Aim >>
List every line in the entries below that contains the string "dark".

>> START Stored rows

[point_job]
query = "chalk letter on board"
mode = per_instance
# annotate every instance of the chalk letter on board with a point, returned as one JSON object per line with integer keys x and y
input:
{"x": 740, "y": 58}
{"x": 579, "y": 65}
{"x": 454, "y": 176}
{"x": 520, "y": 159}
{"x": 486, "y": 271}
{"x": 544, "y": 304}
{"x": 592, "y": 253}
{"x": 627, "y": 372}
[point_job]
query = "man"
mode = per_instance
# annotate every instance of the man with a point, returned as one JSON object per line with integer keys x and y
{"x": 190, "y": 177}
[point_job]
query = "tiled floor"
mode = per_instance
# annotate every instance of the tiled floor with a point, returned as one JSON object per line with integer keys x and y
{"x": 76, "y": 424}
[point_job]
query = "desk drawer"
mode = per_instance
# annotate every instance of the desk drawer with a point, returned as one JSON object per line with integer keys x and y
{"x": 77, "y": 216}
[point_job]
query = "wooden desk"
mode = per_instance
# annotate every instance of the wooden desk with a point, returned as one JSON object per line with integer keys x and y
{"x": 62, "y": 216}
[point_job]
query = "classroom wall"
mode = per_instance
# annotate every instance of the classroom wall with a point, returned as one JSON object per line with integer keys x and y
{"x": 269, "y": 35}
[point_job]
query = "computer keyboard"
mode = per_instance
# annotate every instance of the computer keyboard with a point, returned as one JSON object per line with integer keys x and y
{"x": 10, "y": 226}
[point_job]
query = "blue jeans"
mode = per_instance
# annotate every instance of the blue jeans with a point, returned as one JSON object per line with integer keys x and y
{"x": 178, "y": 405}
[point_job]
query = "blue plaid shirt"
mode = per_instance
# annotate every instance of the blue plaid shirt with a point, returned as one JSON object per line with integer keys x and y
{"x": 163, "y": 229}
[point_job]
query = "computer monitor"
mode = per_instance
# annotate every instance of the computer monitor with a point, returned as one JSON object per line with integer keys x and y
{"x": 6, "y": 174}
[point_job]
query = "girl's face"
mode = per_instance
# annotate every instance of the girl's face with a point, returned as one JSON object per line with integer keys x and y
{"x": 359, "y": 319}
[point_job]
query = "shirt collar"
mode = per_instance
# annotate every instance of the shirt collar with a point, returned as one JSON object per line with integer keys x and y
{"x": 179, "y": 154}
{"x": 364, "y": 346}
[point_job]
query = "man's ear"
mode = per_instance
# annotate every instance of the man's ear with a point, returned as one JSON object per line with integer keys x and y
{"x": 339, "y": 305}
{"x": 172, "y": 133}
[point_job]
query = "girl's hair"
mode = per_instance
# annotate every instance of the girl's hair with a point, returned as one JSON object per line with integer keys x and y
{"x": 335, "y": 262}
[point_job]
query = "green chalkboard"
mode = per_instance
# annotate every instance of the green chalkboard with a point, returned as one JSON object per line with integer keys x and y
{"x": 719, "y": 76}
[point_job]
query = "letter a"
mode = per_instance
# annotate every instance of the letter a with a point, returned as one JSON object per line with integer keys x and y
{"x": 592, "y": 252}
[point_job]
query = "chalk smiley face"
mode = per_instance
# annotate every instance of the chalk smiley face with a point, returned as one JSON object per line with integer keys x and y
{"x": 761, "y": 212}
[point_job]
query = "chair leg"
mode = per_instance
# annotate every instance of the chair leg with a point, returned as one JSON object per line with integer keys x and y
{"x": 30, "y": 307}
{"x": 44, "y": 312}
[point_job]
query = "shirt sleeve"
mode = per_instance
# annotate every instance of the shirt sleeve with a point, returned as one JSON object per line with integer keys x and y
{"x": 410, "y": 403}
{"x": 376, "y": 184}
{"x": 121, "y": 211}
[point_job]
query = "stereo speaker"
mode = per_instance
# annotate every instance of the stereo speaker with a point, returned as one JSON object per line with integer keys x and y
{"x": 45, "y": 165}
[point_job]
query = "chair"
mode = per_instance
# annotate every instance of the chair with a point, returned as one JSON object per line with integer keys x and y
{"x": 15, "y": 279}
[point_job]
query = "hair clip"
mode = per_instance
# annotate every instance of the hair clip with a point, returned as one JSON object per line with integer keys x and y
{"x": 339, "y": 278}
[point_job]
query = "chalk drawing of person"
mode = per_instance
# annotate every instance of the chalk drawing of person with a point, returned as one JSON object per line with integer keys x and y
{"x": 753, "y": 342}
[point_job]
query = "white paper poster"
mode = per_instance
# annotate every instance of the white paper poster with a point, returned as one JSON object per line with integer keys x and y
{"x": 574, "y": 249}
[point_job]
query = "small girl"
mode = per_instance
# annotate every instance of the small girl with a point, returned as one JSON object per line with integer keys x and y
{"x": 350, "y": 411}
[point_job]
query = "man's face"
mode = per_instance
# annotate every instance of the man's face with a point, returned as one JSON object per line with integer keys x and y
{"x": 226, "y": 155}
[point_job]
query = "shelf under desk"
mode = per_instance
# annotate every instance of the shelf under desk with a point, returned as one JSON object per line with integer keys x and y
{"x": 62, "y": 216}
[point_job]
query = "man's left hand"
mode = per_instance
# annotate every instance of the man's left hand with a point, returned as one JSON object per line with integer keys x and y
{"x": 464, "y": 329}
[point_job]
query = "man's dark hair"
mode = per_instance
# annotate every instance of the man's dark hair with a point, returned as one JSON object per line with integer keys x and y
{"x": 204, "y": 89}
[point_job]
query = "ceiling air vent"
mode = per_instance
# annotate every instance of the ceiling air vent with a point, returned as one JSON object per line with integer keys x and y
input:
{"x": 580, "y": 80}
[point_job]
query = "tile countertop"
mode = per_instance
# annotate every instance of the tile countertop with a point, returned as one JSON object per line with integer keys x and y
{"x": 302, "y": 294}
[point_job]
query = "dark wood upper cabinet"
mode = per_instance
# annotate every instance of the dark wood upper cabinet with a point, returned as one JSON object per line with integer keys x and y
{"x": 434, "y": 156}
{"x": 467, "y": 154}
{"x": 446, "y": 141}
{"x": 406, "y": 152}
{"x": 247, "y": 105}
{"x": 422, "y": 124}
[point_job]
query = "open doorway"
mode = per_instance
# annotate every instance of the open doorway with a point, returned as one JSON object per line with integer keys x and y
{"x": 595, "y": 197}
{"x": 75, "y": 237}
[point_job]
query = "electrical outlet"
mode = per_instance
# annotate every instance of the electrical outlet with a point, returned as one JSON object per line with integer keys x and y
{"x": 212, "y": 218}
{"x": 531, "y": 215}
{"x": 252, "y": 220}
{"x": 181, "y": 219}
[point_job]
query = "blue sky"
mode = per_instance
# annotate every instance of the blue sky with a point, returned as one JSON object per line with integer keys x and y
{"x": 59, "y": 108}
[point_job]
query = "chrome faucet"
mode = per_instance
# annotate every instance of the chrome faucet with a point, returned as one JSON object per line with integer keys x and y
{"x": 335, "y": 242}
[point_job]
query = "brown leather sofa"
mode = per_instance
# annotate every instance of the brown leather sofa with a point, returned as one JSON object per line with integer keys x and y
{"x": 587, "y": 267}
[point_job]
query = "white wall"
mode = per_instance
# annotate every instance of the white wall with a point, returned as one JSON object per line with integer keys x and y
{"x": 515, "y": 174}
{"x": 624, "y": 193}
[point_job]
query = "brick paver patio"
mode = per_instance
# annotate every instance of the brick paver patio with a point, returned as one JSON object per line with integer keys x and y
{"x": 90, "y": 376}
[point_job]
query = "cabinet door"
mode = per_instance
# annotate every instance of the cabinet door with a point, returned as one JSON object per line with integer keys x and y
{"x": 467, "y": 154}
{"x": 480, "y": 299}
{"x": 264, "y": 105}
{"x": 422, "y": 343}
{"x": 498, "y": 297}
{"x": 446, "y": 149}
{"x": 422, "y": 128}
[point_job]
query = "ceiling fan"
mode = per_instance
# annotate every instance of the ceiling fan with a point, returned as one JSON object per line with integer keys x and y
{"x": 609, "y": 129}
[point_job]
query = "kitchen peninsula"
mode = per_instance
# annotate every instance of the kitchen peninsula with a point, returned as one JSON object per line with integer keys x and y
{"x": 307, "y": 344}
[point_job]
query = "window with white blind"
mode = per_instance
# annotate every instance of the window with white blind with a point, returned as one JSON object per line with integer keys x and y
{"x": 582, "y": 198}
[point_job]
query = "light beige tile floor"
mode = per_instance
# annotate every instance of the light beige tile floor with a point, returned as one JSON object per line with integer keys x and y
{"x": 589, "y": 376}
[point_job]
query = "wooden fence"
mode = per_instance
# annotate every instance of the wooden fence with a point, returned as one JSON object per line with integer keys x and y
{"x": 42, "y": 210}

>> END Stored rows

Solution >>
query = "man's dark hair"
# annotate every instance of the man's dark hair with a point, returned as one JSON object per line with integer keys x and y
query = "dark wood upper cabinet"
# annotate every instance of the dark wood upper cabinet with a point, returned as one JSON object per line with integer keys x and y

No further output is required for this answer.